=== Objective ===
From the line that includes "Mark the cycad" to the last line of the data, quote each line precisely; both boundary lines belong in the answer.

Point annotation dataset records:

====================

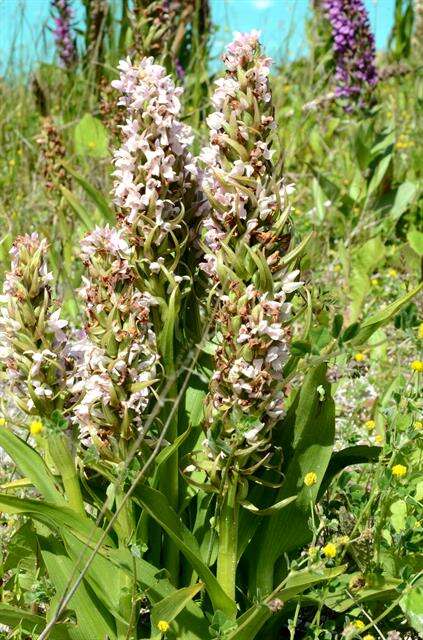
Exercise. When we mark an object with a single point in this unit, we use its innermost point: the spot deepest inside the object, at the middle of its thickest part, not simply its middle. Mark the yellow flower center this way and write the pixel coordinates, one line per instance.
(310, 479)
(399, 470)
(163, 626)
(329, 550)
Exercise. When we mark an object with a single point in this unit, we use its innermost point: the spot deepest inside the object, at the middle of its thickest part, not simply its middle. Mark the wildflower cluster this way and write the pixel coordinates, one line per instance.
(354, 49)
(246, 198)
(33, 345)
(156, 177)
(117, 352)
(244, 235)
(65, 43)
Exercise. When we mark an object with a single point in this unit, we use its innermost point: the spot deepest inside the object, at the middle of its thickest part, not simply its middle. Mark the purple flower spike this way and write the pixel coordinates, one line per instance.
(63, 15)
(354, 49)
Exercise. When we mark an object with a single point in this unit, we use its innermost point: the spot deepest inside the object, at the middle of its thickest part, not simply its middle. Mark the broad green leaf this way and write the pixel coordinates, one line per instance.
(319, 200)
(91, 138)
(398, 515)
(168, 608)
(98, 199)
(31, 464)
(30, 623)
(412, 606)
(312, 442)
(268, 511)
(54, 516)
(190, 623)
(369, 326)
(405, 194)
(101, 573)
(94, 620)
(157, 505)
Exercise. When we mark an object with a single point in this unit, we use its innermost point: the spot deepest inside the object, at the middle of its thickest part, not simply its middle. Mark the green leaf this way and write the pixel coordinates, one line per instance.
(379, 173)
(358, 454)
(269, 510)
(190, 623)
(412, 606)
(94, 620)
(369, 326)
(168, 608)
(405, 194)
(91, 138)
(157, 505)
(31, 464)
(308, 448)
(250, 623)
(30, 623)
(415, 240)
(365, 259)
(77, 207)
(398, 515)
(98, 199)
(54, 516)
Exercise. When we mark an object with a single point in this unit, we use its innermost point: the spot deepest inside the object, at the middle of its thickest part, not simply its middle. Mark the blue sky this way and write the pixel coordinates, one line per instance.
(280, 21)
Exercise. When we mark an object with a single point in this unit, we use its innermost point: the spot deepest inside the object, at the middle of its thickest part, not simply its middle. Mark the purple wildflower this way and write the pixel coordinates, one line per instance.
(354, 48)
(65, 44)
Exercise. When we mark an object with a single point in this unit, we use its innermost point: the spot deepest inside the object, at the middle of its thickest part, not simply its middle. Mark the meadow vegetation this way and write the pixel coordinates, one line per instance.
(211, 331)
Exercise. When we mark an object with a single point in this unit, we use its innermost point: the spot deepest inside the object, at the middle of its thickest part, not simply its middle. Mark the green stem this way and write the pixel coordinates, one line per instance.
(228, 537)
(60, 453)
(169, 485)
(125, 528)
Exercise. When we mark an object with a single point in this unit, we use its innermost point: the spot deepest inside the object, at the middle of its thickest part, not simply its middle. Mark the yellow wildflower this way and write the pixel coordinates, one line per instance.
(329, 550)
(359, 357)
(36, 427)
(370, 425)
(163, 626)
(399, 470)
(310, 479)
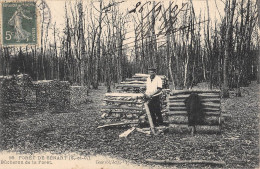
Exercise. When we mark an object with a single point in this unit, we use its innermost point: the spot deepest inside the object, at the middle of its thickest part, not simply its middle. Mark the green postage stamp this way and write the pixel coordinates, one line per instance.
(18, 23)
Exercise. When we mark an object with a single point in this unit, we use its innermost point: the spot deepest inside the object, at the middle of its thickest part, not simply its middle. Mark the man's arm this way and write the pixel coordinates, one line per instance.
(159, 88)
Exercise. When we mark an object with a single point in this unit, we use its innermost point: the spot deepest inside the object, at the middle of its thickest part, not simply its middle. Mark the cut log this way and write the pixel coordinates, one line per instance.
(127, 132)
(184, 113)
(131, 85)
(206, 109)
(122, 107)
(148, 132)
(186, 162)
(122, 101)
(209, 120)
(132, 95)
(133, 81)
(118, 124)
(176, 92)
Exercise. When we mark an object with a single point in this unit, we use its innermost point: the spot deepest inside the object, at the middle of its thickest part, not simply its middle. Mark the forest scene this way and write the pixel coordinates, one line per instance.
(88, 48)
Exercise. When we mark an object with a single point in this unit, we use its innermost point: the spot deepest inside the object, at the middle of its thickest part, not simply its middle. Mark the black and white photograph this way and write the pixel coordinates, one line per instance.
(129, 84)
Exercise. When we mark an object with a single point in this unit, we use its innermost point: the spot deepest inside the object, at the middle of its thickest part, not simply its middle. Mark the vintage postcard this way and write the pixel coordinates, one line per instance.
(19, 23)
(122, 84)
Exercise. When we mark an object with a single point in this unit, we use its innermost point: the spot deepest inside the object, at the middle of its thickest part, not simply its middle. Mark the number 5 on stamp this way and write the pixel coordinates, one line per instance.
(18, 23)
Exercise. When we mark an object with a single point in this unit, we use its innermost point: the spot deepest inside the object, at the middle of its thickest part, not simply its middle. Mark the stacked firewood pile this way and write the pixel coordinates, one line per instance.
(126, 106)
(52, 95)
(14, 93)
(177, 112)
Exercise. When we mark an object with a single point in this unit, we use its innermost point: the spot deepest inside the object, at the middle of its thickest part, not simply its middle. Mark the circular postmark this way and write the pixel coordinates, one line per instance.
(45, 12)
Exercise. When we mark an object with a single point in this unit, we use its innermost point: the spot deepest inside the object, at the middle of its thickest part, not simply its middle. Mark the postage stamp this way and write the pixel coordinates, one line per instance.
(19, 23)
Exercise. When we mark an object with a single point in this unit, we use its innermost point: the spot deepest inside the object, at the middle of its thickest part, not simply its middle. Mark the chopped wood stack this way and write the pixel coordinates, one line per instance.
(127, 105)
(14, 91)
(177, 113)
(122, 107)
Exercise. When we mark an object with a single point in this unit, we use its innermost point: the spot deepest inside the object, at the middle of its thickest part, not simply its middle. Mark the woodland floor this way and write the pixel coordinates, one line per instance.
(76, 131)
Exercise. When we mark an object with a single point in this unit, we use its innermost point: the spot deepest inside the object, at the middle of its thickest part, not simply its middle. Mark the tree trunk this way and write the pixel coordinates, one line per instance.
(228, 38)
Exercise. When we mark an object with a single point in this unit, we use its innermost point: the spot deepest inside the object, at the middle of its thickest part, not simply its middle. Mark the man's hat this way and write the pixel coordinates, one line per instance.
(152, 68)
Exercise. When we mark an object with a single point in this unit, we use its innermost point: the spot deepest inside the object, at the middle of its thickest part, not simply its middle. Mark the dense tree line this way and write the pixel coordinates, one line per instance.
(188, 47)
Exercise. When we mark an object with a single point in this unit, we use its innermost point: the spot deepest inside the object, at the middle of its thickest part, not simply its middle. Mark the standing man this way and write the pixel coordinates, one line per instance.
(153, 91)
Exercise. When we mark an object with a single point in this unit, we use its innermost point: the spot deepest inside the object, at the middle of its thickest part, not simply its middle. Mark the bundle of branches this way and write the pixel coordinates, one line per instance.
(11, 98)
(122, 107)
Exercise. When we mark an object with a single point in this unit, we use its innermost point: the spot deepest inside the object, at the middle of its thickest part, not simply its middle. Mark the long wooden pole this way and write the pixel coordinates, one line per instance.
(149, 117)
(186, 162)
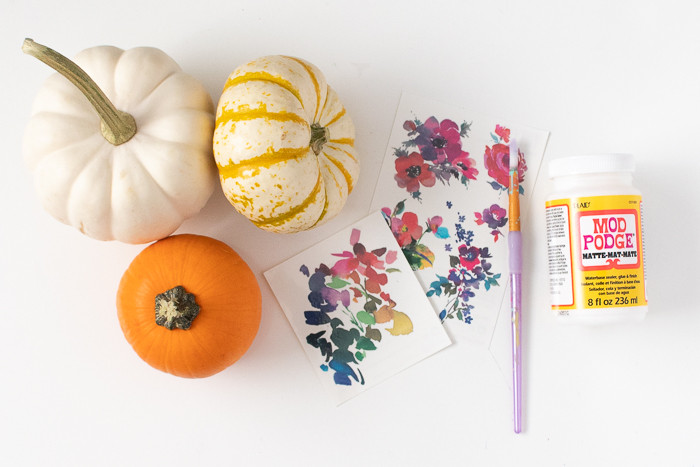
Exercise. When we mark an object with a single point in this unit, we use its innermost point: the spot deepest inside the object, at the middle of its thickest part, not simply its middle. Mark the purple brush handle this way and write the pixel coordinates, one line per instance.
(516, 267)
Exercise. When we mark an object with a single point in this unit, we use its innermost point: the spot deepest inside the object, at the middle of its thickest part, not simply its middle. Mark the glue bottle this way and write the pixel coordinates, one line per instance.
(595, 240)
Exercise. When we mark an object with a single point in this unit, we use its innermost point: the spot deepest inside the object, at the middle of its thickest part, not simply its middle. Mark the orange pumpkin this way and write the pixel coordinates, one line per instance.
(189, 305)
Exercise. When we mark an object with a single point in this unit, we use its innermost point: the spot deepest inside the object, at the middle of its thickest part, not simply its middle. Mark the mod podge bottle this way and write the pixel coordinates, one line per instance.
(595, 240)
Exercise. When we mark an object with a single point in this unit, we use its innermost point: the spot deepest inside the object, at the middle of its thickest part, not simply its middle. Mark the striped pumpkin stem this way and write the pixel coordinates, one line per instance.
(319, 136)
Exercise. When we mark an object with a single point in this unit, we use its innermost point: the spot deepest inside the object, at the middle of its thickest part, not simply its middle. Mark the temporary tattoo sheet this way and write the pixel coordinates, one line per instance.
(357, 308)
(443, 190)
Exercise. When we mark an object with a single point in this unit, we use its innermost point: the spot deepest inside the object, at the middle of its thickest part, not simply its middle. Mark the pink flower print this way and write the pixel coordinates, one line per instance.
(406, 229)
(503, 133)
(412, 172)
(439, 141)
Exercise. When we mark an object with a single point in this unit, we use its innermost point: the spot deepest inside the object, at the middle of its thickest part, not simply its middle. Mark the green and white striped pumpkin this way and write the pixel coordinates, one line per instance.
(284, 145)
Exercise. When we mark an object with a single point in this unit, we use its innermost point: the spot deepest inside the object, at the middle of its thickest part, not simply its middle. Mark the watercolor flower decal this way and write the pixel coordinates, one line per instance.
(433, 152)
(351, 309)
(469, 270)
(469, 267)
(497, 160)
(494, 217)
(409, 234)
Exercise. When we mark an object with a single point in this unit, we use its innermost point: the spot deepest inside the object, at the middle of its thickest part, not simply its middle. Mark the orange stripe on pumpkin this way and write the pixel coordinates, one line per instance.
(261, 112)
(314, 80)
(263, 76)
(281, 219)
(266, 160)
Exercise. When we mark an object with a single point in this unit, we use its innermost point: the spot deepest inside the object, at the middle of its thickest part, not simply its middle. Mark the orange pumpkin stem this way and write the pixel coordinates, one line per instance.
(175, 308)
(320, 135)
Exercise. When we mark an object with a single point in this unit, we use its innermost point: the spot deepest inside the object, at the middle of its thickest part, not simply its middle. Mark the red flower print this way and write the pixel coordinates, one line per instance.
(496, 160)
(412, 171)
(406, 229)
(439, 141)
(434, 222)
(469, 257)
(466, 165)
(503, 133)
(375, 280)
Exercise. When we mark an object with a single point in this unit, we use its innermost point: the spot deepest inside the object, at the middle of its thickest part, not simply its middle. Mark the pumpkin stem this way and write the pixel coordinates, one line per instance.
(117, 127)
(319, 136)
(175, 308)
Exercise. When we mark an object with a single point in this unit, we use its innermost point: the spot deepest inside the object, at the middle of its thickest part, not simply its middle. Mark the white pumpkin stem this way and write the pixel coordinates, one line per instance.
(319, 136)
(117, 127)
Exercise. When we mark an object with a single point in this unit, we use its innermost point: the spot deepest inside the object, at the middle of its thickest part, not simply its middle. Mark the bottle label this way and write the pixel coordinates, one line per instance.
(595, 252)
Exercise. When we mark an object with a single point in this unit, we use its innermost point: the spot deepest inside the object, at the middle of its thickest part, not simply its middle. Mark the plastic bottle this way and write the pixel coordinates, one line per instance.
(595, 240)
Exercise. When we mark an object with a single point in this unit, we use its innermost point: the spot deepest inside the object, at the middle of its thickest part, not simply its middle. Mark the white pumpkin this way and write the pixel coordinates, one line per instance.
(142, 185)
(284, 145)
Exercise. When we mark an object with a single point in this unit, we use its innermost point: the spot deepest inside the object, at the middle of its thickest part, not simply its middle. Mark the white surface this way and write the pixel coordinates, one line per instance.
(602, 76)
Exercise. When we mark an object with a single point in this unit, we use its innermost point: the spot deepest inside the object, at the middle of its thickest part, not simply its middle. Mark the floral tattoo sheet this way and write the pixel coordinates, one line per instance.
(443, 191)
(357, 308)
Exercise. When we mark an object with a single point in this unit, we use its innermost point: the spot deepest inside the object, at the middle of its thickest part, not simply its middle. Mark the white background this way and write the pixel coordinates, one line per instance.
(602, 76)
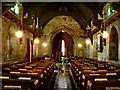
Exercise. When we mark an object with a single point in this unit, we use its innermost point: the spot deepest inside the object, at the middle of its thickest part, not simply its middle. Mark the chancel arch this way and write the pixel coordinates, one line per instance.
(113, 44)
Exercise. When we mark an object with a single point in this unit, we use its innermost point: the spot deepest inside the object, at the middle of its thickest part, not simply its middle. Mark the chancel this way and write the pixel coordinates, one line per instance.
(60, 45)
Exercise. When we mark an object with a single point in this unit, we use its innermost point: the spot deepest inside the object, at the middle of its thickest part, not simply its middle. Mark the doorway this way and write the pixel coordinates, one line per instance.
(62, 45)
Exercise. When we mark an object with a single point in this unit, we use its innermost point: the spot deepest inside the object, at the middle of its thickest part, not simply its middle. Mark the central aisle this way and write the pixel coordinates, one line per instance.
(63, 80)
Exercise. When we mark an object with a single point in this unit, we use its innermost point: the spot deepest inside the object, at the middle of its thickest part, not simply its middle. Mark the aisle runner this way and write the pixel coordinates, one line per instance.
(62, 80)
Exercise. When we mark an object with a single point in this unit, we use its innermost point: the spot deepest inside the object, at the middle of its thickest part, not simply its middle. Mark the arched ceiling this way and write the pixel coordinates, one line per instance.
(59, 21)
(81, 12)
(45, 11)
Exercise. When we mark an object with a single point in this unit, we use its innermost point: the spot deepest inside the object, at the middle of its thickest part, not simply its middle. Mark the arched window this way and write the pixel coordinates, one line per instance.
(113, 45)
(110, 10)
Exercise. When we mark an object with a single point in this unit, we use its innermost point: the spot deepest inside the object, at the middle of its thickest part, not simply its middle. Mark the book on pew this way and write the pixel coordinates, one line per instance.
(12, 87)
(100, 79)
(112, 88)
(25, 78)
(4, 77)
(111, 73)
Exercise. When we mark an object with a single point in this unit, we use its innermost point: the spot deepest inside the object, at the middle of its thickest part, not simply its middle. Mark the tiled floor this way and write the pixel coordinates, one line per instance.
(63, 79)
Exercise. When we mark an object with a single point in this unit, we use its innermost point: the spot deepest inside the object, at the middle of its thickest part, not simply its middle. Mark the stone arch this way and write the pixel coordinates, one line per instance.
(113, 44)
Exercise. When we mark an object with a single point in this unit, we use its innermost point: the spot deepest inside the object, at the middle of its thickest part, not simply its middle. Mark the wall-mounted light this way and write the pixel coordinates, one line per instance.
(44, 44)
(18, 34)
(105, 34)
(87, 41)
(36, 41)
(79, 45)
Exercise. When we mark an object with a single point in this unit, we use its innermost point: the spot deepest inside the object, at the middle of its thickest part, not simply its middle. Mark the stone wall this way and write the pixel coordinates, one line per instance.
(13, 48)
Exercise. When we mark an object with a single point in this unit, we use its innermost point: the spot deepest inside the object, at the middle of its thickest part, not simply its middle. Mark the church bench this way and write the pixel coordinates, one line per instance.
(101, 85)
(25, 84)
(87, 77)
(82, 73)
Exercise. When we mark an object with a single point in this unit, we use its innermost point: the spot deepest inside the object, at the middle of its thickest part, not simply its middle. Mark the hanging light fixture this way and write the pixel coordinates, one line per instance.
(105, 34)
(44, 44)
(36, 41)
(18, 34)
(87, 41)
(79, 45)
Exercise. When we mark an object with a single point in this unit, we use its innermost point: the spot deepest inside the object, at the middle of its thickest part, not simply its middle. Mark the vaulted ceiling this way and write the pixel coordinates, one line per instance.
(81, 12)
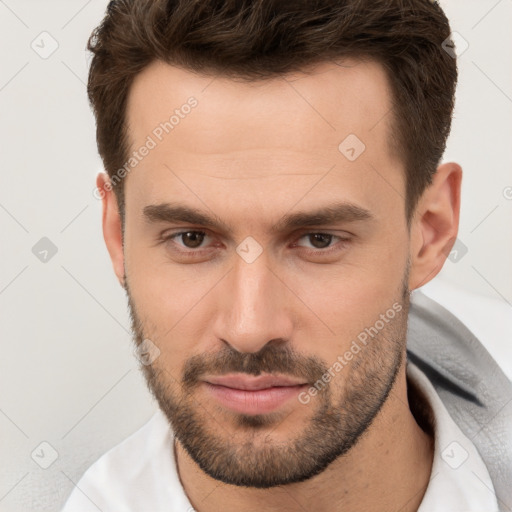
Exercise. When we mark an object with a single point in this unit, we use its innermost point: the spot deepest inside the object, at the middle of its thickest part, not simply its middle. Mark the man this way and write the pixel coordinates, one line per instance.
(273, 195)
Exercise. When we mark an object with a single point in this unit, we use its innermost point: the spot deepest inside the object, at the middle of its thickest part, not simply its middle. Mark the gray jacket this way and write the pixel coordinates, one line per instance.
(476, 392)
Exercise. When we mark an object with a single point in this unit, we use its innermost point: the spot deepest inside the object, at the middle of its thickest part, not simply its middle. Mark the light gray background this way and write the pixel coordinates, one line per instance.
(68, 375)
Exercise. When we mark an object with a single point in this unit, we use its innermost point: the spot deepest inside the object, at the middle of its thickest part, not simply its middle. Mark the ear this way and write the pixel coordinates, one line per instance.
(435, 225)
(111, 222)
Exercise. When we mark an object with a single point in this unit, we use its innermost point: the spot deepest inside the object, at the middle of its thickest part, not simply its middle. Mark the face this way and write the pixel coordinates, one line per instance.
(265, 258)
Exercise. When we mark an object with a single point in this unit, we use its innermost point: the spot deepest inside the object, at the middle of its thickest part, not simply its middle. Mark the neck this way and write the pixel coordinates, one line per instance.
(388, 469)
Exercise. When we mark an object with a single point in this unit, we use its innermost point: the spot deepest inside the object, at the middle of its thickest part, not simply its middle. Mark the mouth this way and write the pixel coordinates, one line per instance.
(247, 394)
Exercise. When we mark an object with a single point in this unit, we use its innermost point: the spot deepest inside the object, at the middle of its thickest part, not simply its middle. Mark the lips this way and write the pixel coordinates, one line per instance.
(248, 394)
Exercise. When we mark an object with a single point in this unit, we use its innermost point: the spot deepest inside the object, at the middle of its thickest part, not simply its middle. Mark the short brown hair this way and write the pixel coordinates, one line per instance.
(258, 39)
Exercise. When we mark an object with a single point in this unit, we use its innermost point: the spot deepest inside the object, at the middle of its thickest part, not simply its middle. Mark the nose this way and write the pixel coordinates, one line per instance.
(254, 307)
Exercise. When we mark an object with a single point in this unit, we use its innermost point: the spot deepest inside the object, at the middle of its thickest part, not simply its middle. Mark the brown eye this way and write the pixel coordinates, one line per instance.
(186, 239)
(320, 240)
(192, 239)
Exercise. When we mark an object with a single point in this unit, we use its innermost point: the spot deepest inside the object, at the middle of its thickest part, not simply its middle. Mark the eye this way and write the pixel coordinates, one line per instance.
(321, 241)
(190, 239)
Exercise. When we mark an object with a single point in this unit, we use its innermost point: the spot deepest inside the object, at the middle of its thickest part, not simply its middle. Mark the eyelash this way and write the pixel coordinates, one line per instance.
(342, 241)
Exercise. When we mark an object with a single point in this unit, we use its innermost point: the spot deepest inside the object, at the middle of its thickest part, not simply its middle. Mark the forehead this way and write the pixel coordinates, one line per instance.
(328, 98)
(252, 133)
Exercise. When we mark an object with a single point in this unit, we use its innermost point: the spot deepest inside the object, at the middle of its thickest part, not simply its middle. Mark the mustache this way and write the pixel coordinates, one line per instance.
(270, 359)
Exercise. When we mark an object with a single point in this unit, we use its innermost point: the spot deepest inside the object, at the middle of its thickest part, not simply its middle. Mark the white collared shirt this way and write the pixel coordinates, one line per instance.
(140, 473)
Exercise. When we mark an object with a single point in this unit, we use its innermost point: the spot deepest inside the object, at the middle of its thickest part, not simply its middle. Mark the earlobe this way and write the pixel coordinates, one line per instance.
(435, 225)
(111, 224)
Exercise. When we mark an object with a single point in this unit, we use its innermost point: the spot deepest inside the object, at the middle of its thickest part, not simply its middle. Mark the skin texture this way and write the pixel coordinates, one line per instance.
(251, 153)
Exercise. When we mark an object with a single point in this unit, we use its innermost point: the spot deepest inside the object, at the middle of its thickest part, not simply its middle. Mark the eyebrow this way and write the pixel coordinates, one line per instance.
(329, 214)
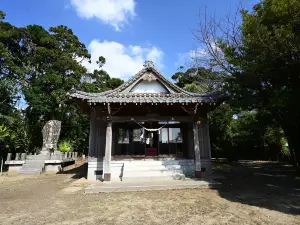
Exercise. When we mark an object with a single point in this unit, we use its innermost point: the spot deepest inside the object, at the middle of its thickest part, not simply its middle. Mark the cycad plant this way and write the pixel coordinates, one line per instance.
(65, 146)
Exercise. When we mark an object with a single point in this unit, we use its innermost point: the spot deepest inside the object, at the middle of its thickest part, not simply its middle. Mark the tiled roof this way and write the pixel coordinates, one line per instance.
(122, 95)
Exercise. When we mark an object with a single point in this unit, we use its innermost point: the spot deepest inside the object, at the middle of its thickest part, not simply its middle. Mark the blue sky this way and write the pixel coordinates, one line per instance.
(125, 32)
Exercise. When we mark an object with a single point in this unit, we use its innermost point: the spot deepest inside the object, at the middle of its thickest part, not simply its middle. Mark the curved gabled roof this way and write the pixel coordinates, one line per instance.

====================

=== Reply to the task ===
Exercise. When we mark an object with a single point in this unit, we use its innermost point: the spot deepest inside the object, at the middle of its thickest part, not simply its middle. Mark the cycad plant this way and write the pixel coordinates, one line per instance.
(65, 146)
Exercise. When we mark an object with a single point in this unit, we use its innermost point: the spot deepest inside the object, at the middle of its thickest part, not simply its middle. Mark the tiled roof this way and write the pixel coordinates, one line per instance.
(122, 95)
Exercise. When we mark an object with a single point in this unit, we use its innermost point: the spot deepest inside the object, at the middle of its thickest part, not simply its middle. Mark the blue sky this way and write the pixel coordinates, one line per instance.
(125, 32)
Exercise. When we mark an object with a single point in this unit, we use its innermost point: the spot deepest inside the object, at the middle of its thickest part, not simply its middle. Mark the curved gabled roof this way and write the pixel coordinates, one line per instance.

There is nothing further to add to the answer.